── RECORDS FOR THIS EXERCISE ──

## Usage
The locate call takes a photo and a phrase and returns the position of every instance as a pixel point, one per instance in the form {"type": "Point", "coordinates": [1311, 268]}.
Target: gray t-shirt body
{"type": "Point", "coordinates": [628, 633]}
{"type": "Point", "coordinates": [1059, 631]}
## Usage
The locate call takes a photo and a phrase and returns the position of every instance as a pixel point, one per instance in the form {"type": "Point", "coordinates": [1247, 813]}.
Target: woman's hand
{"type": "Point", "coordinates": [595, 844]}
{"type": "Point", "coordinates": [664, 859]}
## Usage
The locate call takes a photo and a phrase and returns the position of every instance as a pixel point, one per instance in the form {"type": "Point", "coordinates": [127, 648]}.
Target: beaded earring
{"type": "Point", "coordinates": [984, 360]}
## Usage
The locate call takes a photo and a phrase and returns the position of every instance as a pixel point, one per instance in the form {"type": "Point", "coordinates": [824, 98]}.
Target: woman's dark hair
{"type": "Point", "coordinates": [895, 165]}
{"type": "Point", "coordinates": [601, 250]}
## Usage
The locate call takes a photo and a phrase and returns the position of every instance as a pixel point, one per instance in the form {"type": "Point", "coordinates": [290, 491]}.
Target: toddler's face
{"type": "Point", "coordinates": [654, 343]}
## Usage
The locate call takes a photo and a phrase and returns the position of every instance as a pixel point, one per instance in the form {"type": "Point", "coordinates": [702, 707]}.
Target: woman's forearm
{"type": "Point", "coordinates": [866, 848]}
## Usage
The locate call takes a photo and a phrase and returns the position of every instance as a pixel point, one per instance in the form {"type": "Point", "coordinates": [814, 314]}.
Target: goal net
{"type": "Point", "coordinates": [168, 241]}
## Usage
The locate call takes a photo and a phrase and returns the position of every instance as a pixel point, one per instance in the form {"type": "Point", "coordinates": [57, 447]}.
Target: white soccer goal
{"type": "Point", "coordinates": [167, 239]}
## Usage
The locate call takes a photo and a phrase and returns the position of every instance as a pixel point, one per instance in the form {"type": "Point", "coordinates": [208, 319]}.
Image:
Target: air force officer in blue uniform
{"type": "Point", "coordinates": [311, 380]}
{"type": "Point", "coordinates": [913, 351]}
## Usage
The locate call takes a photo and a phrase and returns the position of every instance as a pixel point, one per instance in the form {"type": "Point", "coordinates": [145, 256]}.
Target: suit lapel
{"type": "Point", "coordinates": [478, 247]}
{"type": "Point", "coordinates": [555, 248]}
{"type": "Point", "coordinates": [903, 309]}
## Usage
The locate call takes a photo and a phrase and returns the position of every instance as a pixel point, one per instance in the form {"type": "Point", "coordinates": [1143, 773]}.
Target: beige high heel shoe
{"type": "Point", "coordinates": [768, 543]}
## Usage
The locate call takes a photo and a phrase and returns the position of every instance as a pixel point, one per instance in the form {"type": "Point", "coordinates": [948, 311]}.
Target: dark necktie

───

### WHAT IS NEEDED
Repeat exactly the lines from the line containing "Target: beige high heel shoe" through the last line of the records above, including both, and nothing else.

### FINAL ANSWER
Target: beige high heel shoe
{"type": "Point", "coordinates": [768, 543]}
## Usage
The locate call takes a photo and a phrase and returns the position of every instance as a pixel point, one per instance in the form {"type": "Point", "coordinates": [948, 311]}.
Target: dark necktie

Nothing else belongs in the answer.